• PROBLEM DESCRIPTION
An unchanged copy of every record below, without pictures, is the goal.

Referring expression data
[Start of Attachment]

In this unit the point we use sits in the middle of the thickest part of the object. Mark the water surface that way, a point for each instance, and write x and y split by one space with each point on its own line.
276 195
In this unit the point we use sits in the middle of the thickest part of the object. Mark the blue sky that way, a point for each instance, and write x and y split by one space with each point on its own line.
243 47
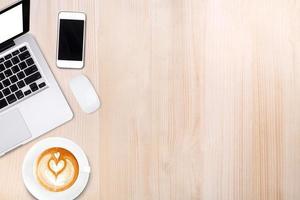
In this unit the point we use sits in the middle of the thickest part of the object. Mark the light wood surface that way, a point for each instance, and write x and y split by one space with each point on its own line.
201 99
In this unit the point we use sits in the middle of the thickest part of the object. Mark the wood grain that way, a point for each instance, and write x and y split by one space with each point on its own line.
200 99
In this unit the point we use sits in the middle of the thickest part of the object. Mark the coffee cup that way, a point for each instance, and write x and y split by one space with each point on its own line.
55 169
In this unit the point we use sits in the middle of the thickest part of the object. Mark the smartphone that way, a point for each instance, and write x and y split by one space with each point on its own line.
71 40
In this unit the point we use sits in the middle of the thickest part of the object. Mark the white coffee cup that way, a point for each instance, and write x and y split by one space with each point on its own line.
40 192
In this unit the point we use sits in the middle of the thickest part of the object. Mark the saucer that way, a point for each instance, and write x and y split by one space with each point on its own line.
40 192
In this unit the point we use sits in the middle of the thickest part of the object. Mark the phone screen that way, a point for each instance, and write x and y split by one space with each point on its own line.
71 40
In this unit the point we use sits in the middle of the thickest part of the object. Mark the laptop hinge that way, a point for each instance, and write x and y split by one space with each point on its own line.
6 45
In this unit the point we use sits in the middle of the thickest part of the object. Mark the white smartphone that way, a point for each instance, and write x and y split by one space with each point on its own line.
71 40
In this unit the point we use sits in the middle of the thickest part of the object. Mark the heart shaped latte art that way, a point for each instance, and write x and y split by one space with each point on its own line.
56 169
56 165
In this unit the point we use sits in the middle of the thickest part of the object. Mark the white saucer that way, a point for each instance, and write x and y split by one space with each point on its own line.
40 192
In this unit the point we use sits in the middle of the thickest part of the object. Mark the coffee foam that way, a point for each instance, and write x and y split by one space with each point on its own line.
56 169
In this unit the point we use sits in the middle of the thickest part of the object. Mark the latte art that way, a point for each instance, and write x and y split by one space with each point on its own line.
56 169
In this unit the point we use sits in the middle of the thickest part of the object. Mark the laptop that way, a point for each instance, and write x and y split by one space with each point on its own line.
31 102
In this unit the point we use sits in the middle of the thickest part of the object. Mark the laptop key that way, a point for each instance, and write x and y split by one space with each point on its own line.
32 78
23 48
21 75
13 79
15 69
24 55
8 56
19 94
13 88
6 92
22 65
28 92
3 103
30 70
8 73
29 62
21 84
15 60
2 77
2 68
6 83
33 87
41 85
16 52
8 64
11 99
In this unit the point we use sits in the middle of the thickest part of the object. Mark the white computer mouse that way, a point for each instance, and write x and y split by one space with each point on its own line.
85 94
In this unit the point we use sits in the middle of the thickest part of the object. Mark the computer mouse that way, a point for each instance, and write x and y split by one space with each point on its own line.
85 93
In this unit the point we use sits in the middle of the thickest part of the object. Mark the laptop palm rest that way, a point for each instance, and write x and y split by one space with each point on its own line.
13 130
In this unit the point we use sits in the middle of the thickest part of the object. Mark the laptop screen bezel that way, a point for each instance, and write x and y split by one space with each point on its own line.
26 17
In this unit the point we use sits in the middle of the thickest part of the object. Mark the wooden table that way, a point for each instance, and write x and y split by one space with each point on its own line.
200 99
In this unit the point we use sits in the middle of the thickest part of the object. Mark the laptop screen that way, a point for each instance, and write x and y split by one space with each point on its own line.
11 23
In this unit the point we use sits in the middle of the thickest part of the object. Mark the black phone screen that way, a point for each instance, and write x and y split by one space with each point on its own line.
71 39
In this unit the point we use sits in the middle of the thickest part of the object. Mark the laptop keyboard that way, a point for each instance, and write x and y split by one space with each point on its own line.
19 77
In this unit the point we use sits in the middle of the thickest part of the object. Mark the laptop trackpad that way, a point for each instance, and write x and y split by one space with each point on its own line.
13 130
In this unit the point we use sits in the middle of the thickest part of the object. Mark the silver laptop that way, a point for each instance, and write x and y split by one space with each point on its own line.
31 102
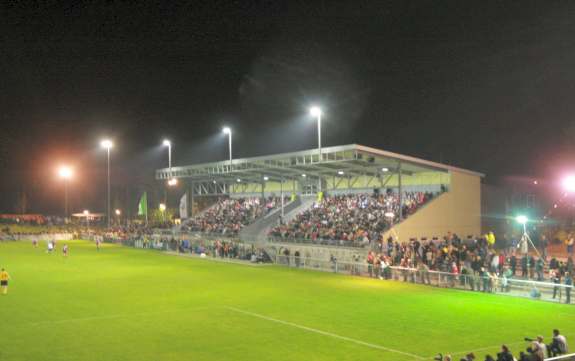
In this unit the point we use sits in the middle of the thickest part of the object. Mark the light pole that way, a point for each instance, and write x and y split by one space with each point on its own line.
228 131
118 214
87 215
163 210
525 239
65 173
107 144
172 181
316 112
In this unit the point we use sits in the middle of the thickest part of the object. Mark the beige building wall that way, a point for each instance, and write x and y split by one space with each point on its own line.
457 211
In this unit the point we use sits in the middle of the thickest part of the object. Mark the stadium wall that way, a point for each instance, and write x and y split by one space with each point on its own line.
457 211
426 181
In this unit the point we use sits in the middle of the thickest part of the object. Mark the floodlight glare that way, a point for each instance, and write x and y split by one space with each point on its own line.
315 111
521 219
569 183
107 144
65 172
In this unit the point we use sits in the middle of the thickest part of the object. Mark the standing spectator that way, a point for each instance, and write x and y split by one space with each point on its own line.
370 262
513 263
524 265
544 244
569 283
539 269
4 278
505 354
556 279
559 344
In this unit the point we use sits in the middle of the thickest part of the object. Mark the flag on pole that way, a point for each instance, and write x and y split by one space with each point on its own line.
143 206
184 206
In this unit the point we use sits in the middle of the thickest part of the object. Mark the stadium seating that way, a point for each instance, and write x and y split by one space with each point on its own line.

[End of Attachment]

• ANSWER
In this unit the point we use sits in the middle of the thickest part of the object. Mark the water surface that way, a point for each instance, and write x and y split by one space with each point on its own line.
276 195
In this unit the point we use sits in the middle of the thickest part of the object. Mark the blue sky that way, a point for each instance, and write x and y split by one space with each point on its own line.
243 47
In this unit the point we use sits in the middle of the thickest part of the object. Mark the light wood surface that way, a point for each instance, and write x and y split by one space with each point on its own line.
201 99
In this unit the point we use sits in the middle of the thickest part of the object. Mark the wood grain that way, a point for each instance, and write x and y split by one space with each point on its own line.
200 99
In this unit the point we use sits in the middle of the thickest part of the object. Mark the coffee cup that way, a point for each instance, and write x and y split by one space with each point on its own line.
55 169
In this unit the point we use sits in the middle of the thickest part of the object. Mark the smartphone that way, a point for each instance, and write x and y split by one space with each point on its own line.
71 40
In this unit the point we use sits in the middle of the thickest part of the object. Mark the white coffee cup that way, a point for each instance, and write x and y split by one space with each point on its own line.
40 192
In this unit the point we use sits in the middle of the thickest part of the object. Mark the saucer that way, a point for each instance, and write x and y split by one space with each point on its own line.
40 192
In this unit the point we use sits in the middle of the thickest part of the object. Mark the phone screen that way, a point for each instance, and write x and y split by one space with each point on its own line.
71 40
In this unit the point we use sits in the middle of the thickest part of the object. Mark the laptop hinge that way, a point for each instance, and write x and y split by one space with each point on its own line.
6 45
In this unit the point we use sits in the middle of the thickest part of the object. Mark the white smartphone that way, a point for each instance, and write x and y split by one space with each point on its own line.
71 40
In this unit the point we use sits in the middle of the thickest part of the object. Mark the heart shaped latte art that way, a point for each instance, and write x and y split by one space with each point on its own line.
56 169
56 165
In this unit the point we use sits in the middle of the thickest part of the object. Mark the white saucer that way, a point for each instance, and write x and y split by one space with each point on its own line.
40 192
In this unit the point we use sits in the middle of the thickest part of the object. Mark the coffee foam that way, a point for each instance, and write x and y split by one space with each point on its own line.
56 169
In this unit the point we use sits in the middle of the thickest part of the object. Mark the latte art that way, a point for each instance, and write x and y split by one space with each point on its own line.
56 169
In this unit the point we use sits in the middle of the thickest part of the object. Mark the laptop that way, a point for each instance, and write x and y split by one space with each point on its own line.
31 102
In this unit the point we use sits in the middle of the thickest part of the object. Mark the laptop key that way, a point for each instance, and write x and y split by one space with each point on its own line.
32 78
23 48
21 75
13 79
15 69
24 55
8 56
19 94
13 88
6 92
22 65
28 92
3 103
30 70
8 73
29 62
21 84
15 60
2 77
2 68
6 83
33 87
41 85
16 52
8 64
11 99
In this unit the point we use sits in the middle of the thickest part of the object. Mark the white computer mouse that way, a point for each instance, and write x and y split by one space with each point on its own line.
85 94
In this unit the point we use sits in the middle of the thickest part of the object. Mark the computer mouse that way, a point for each instance, and write x and y split by one space with each point on its own line.
85 93
In this unit the point we use sits in the middle of the thickest part of the object. Mark the laptop palm rest that way, a point for each instance, and write x and y split by one space with each point on its own line.
13 130
In this unit the point we use sits in the middle of the thickest part of the object. Mark the laptop screen bezel that way, a point for each instance, and write x and y split by one space with each point on its own line.
26 17
In this unit the point we use sits in the middle of the thickest part of the object. Mark the wooden table that way, a point for each instance, and write x and y split by one space with each point on its own line.
200 99
In this unit the point we use sits in the middle of the thickest part of the object. Mark the laptop screen that way, a point for each instance, and write x and y split by one space with each point on its own line.
11 23
In this unit the point we use sits in the middle of the thickest part of the object. Mark the black phone screen that way, a point for each instance, and write x and y split by one space with each point on its own line.
71 39
In this unit the point we use sits in the middle of the thickest part of the object. Mark the laptop keyboard that way, a point for each instance, and write x and y split by one space with each point on its own line.
19 77
In this unit the point we use sits in the middle of the thickest part of the object. Mark the laptop trackpad that way, a point for each instance, and write x and y split by one space with each point on its own line.
13 130
In this unit the point we use sits in the middle of the thickest part of the object. Mark the silver laptop that way, a point for each instance, and write x and y split by one space with each point on its own line.
31 102
In this unit the point we use sits in the middle of the thickest part of the object. Mark the light pole that way, a point for each instance, and write x and y split by one space with each point on its own line.
228 131
118 214
87 215
163 210
525 239
65 173
107 144
172 181
316 112
In this unit the point we use sits in the middle of the thickest part of the object. Mark the beige building wall that way, a point for each instance, and write x and y split by one space with each point on its own line.
457 211
In this unit the point we use sits in the middle of the thickest part of the object. Mark the stadium wall that way, a point for each instance, and write x and y split by one space with each point on its own line.
457 211
426 181
In this unit the point we use sits in the middle of the thickest part of the object. Mark the floodlight glare that way, a point for each instance, and write x and y split by one space with each point on its own line.
315 111
521 219
569 183
107 144
65 172
In this unit the point we use sits in the middle of the thickest part of the object. Mark the standing spectator that way, a point for each instance, and write x and y split by one space with each point on its own line.
370 262
513 263
524 265
544 244
569 283
539 269
4 278
505 354
556 279
559 344
In this unit the point we use sits in the middle of the thickest part of the object. Mark the flag on pole that way, a point for each instance, and write x and y split by one space with each point on its own line.
143 206
184 206
In this unit the point we use sits in the middle of the thickest part of the object. Mark the stadium seating that way, a point for each instance, and write x and y split by one space with each point on its own line.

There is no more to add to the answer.